--- Recorded data Enclosed Below ---

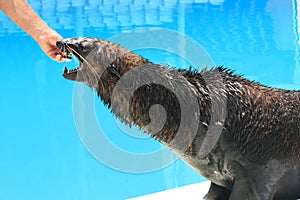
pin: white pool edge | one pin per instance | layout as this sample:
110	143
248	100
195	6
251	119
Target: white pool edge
189	192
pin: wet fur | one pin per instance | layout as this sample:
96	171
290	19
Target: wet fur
257	155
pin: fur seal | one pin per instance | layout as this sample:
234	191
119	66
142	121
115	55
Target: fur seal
256	157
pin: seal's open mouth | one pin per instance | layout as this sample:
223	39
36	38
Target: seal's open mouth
68	50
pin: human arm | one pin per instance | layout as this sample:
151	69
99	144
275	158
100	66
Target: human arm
24	16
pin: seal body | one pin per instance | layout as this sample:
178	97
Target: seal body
247	138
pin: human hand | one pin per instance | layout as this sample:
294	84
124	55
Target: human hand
47	41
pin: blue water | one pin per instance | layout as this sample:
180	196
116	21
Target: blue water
41	153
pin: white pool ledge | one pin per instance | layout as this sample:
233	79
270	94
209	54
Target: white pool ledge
190	192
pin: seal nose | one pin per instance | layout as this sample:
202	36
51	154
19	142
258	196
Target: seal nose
59	44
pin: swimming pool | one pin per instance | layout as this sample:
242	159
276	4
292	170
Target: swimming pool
42	155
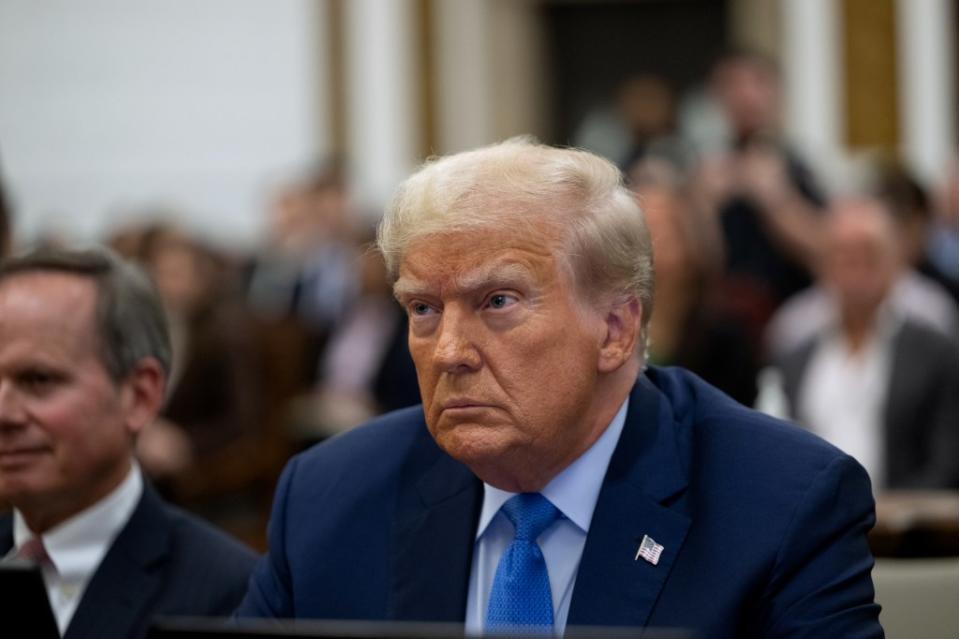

--- End of Enclosed Recorded data ---

Your task |
Exact copies of the entries above are needed, without their pictures.

Problem solution |
pin: white pool edge | one pin per instance | layout as this sample:
110	143
248	100
195	6
251	119
Target: white pool edge
189	192
pin: wet fur | one pin per instance | layout as this sample:
96	171
290	19
Target: wet fur
257	155
pin: fur seal | one pin per instance | layout as this sample:
234	191
119	66
142	121
115	55
Target: fur seal
256	157
pin: seal's open mouth | one pin per instance | layout as this sample:
223	39
36	38
Target: seal's open mouth
68	50
pin: human arm | one pin per instance | layout as this sample:
151	69
99	144
275	158
100	66
Target: human arm
24	16
pin: seal body | one pin per instance | layout as this sample:
178	97
Target: seal body
247	138
pin: human hand | one pin per instance | layout as this sample:
294	84
124	55
Target: human hand
47	41
pin: blue water | one pin per instance | layout as this sample:
180	196
116	21
Target: blue water
41	153
pin: white pool ledge | one pin per instance | layout as this sample:
233	79
270	94
209	54
Target: white pool ledge
190	192
pin: seal nose | one pin per instance | layout as this sample:
202	36
51	154
19	142
258	196
Target: seal nose
59	44
pin: swimming pool | one pin per instance | layout as this sample:
242	159
276	4
292	170
Target: swimming pool
42	155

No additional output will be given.